--- SUPPLIED INFORMATION ---

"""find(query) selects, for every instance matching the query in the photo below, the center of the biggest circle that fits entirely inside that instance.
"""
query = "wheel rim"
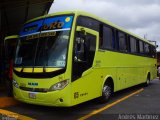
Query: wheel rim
(107, 91)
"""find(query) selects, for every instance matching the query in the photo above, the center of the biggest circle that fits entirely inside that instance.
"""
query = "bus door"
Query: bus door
(85, 43)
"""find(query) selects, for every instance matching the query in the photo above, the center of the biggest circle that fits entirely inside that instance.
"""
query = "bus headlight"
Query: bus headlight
(59, 85)
(14, 82)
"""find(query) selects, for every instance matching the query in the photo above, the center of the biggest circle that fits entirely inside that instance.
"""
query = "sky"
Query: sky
(141, 17)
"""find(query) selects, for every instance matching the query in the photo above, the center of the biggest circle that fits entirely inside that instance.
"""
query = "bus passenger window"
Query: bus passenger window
(79, 49)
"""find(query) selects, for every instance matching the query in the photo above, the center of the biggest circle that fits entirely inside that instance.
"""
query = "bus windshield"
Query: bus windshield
(44, 43)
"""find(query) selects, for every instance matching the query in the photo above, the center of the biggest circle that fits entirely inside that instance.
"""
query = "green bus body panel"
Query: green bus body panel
(126, 70)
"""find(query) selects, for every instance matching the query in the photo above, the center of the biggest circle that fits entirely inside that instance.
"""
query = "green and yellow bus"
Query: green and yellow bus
(66, 58)
(10, 43)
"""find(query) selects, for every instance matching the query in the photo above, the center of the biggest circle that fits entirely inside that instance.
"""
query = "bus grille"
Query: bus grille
(34, 89)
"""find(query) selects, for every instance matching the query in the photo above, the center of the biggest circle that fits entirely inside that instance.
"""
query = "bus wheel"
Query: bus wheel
(147, 81)
(106, 93)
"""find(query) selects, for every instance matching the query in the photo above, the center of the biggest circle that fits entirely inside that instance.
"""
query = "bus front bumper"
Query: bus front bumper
(59, 98)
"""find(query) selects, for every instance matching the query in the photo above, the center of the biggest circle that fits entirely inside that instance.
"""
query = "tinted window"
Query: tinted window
(122, 42)
(141, 47)
(133, 45)
(88, 22)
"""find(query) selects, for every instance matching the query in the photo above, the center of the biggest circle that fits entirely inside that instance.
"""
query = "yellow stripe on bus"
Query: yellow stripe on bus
(8, 114)
(7, 101)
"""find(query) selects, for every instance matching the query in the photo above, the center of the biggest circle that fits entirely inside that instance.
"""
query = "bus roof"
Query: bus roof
(11, 37)
(77, 13)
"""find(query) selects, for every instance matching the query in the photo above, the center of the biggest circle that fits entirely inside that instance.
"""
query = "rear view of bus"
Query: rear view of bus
(41, 61)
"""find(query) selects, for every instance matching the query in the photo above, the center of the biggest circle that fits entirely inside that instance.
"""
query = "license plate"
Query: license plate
(32, 95)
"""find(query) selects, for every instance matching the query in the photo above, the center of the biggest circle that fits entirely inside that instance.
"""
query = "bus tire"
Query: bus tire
(147, 81)
(106, 92)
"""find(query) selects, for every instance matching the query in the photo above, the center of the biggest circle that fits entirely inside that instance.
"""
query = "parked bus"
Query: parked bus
(10, 43)
(66, 58)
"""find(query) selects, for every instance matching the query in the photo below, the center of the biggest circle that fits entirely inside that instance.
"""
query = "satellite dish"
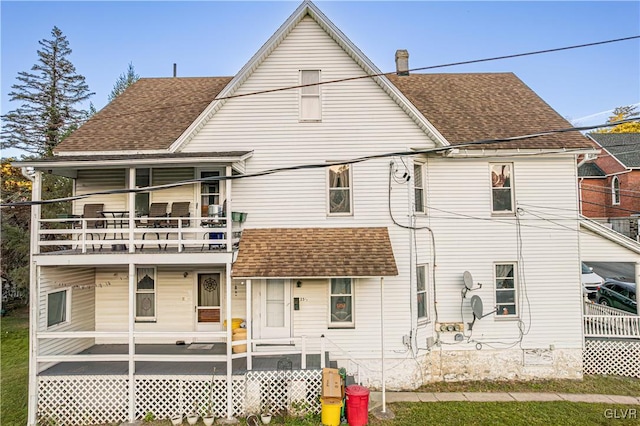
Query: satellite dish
(476, 306)
(468, 279)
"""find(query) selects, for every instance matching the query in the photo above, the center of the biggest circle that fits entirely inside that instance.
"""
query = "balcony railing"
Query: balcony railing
(124, 234)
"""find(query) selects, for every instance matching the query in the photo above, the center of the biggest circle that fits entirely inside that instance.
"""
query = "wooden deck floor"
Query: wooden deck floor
(260, 362)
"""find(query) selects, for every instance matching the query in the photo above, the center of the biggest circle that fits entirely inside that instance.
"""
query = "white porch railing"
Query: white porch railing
(605, 321)
(118, 234)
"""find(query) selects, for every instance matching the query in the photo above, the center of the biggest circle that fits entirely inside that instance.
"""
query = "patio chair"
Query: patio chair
(157, 219)
(92, 211)
(178, 209)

---

Each line of the listing above should be retyped exactly, with no pictures.

"""find(query) selects, for every instance matching the query in the photo below, the center of the biggest circle that fits entirely inside that instance.
"""
query = "wheel rim"
Query: wheel rim
(107, 91)
"""find(query) selects, for every instance matching the query in the photo above, the center of the biggest circle that fits entirely inside that instance.
"""
query = "bus door"
Query: bus door
(85, 43)
"""find(query) selects, for every instance matching the query in the photo above, the center of the biggest circle that fits entirely inside that instance.
"""
query = "bus headlight"
Query: bus headlight
(59, 85)
(14, 82)
"""find(query) selects, for every instance matching the query in the photo above, the center of the biggest circle that fits entirely inside that instance.
"""
query = "sky"
Query: sky
(141, 17)
"""find(query) selects, for every instance matching the query in the photo above, the center of the biggest circle that fits entirely inside that instance.
"""
query = "bus passenger window"
Query: bus passenger window
(79, 49)
"""find(query) selects, for every instance matching the query in the photo above, the center of the biggest circle that fits entirely inside that instance.
"""
query = "bus windshield"
Query: bus windshield
(44, 43)
"""find(query) selects, for every instance matching the query in the photo above, the center of the biggest circle that fits entirely inside that instance.
"""
query = "green bus body panel"
Query: green bus body panel
(126, 70)
"""find(query) selects, for every instance matching the query in the photo above, the center of the biggest circle that fits entirely inside that instance.
"""
query = "green and yellow bus"
Query: green and yellow bus
(66, 58)
(10, 43)
"""find(query) selects, for every instance matching the query in the photo above, the center of the biggest circle that fits entirely inside that instance.
"""
query = "bus grille"
Query: bus grille
(34, 89)
"""find(query) selects, for every instance matching the query in the photo above, the center of the biggest circle that fits entirely inside that instance.
"""
query = "bus wheel"
Query: bus wheel
(147, 81)
(106, 93)
"""find(query) selects, for every instance matching the query in the photo above, the center of the biggest circle that fits entirely inside that instance.
"""
query = "bus front bumper"
Query: bus front bumper
(59, 98)
"""find(query) selects, for every instance matching the query in the photo above, the center of the biggest circle that fits entirely inside that instance.
"""
query = "tinted window"
Query: tinted window
(122, 42)
(141, 47)
(133, 45)
(88, 22)
"""find(query) selects, for every instance matching the query in the photo above, the center of the biggest circle that fits entirely inside that instance.
"""
query = "yellow stripe on bus"
Query: yellow stripe on bus
(8, 114)
(7, 101)
"""find(query) selects, for every instance matching the query in the photo above, the center of the biggest circle that fits entirely inside that instance.
"""
query = "bus roof"
Query: bus roof
(11, 37)
(77, 13)
"""find(query) selects, for every instance matching the query in the photo above, the center of the biggest circle that fits entirely inside that instance.
"""
query = "rear view of bus"
Query: rear view of bus
(41, 61)
"""find(query) selects, for every instance matching the query in the photo above, the center of the biggest circle that fits entirely inside that instance.
"""
query = "license plate"
Query: license plate
(32, 95)
"""find(query) selects, for every instance matching the query in the photo above, the center of the biggest circle that fits entirely inside that instance.
"""
query = "bus tire"
Query: bus tire
(147, 81)
(106, 92)
"""find(query) selects, for every instance matching the query in the photo above, the center of the biggest circle that fits entirely inside that instance.
"""
query = "parked bus"
Query: parked bus
(10, 43)
(66, 58)
"""find(query) selects, for every instance matching the query in the photo below, the center of the biggest circle that fits entirely inside that instance.
"""
query = "satellite dish"
Query: satellite dish
(476, 306)
(468, 279)
"""find(query) selects, for every instance matching the query in the photo above, the center of the biggest circle that fits entirely inside that instance.
"""
query = "balcony railing"
Query: balcony railing
(124, 234)
"""find(query) selects, for every instance matching the query in the photo above, the center of the biggest circle that fits entirely inside that instance.
"""
query = "wooden deck floor"
Query: wooden deck floor
(260, 362)
"""find(query) selects, for every instance matching the query in the photo above, the center of the biggest circle that fits entirely inside that instance.
"""
query = "white porch railing"
Query: white porch railing
(605, 321)
(118, 234)
"""find(query) selects, for every instance matching the query in the photo above, the center of the biggest circle that fits entirely inside that instance.
"""
query = "patio chair"
Query: patio chair
(157, 219)
(92, 211)
(178, 209)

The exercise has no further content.